**Exercise goal**
Could you copy out the rows word for word, starting at the line containing "the tree silhouette?" and ending with the line containing "266], [139, 258]]", both of those lines included?

**Data supplied**
────────

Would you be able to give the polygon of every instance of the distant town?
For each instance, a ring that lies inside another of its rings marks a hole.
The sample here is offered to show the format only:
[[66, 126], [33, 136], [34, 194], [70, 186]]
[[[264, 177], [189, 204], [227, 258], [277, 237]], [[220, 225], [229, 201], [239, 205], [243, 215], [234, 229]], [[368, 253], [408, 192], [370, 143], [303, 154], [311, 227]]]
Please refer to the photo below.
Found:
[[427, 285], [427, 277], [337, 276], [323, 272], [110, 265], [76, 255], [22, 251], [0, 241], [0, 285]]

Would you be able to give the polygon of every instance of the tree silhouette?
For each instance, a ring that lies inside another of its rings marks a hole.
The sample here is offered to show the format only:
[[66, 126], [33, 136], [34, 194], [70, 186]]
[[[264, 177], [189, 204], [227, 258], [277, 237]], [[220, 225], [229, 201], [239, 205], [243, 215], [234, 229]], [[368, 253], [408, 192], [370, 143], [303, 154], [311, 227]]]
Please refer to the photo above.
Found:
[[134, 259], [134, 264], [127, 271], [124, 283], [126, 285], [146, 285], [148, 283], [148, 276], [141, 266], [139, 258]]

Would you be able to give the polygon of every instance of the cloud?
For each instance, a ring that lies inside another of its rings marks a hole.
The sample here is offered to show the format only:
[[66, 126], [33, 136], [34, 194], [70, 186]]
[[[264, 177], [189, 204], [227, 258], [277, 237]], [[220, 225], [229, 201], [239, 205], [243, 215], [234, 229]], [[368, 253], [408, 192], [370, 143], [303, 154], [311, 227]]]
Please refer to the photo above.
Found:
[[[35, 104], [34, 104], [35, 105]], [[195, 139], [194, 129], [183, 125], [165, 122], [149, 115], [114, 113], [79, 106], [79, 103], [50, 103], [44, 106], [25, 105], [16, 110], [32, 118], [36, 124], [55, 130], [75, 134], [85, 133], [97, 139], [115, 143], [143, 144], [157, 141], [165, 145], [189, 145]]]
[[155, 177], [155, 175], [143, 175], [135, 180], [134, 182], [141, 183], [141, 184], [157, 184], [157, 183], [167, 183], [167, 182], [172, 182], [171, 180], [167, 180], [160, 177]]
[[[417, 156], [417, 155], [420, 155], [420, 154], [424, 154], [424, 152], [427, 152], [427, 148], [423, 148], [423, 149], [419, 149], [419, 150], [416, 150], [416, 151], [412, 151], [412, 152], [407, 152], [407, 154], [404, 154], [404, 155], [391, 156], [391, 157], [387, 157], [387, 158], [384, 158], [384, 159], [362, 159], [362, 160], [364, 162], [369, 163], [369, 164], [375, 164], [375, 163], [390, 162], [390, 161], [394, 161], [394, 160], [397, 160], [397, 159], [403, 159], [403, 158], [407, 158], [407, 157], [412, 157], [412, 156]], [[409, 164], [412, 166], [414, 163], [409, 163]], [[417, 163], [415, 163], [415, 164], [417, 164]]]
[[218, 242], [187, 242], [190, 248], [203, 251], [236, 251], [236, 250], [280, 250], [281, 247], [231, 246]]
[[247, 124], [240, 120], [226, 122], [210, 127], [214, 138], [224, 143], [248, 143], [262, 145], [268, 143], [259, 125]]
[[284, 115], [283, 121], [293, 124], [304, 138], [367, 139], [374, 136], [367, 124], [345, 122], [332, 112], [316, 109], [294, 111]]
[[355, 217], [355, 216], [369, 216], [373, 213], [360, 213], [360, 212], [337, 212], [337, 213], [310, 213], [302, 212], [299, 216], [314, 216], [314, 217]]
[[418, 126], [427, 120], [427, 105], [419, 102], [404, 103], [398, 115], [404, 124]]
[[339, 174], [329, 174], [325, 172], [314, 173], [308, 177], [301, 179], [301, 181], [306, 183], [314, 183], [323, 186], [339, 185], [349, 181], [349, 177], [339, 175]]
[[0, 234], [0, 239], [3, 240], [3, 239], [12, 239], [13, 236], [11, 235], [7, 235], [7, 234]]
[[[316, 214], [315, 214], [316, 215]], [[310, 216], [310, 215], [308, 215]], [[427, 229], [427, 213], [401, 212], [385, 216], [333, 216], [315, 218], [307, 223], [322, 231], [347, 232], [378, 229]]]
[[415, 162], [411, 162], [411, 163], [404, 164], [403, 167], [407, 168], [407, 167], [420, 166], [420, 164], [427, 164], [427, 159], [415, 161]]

────────

**Output below**
Would you be able to give the polygon of every instance of the tree silhouette?
For each instance, a ring that lies inside another of its rings marks a hole.
The sample here is offered to show the format only:
[[66, 126], [33, 136], [34, 194], [70, 186]]
[[[264, 177], [189, 204], [227, 258], [277, 237]], [[220, 225], [229, 201], [239, 205], [243, 215], [234, 229]], [[368, 253], [408, 192], [370, 143], [303, 154], [311, 227]]]
Please refer to the photo above.
Found:
[[134, 259], [134, 264], [127, 271], [124, 283], [126, 285], [146, 285], [148, 283], [148, 276], [141, 266], [139, 258]]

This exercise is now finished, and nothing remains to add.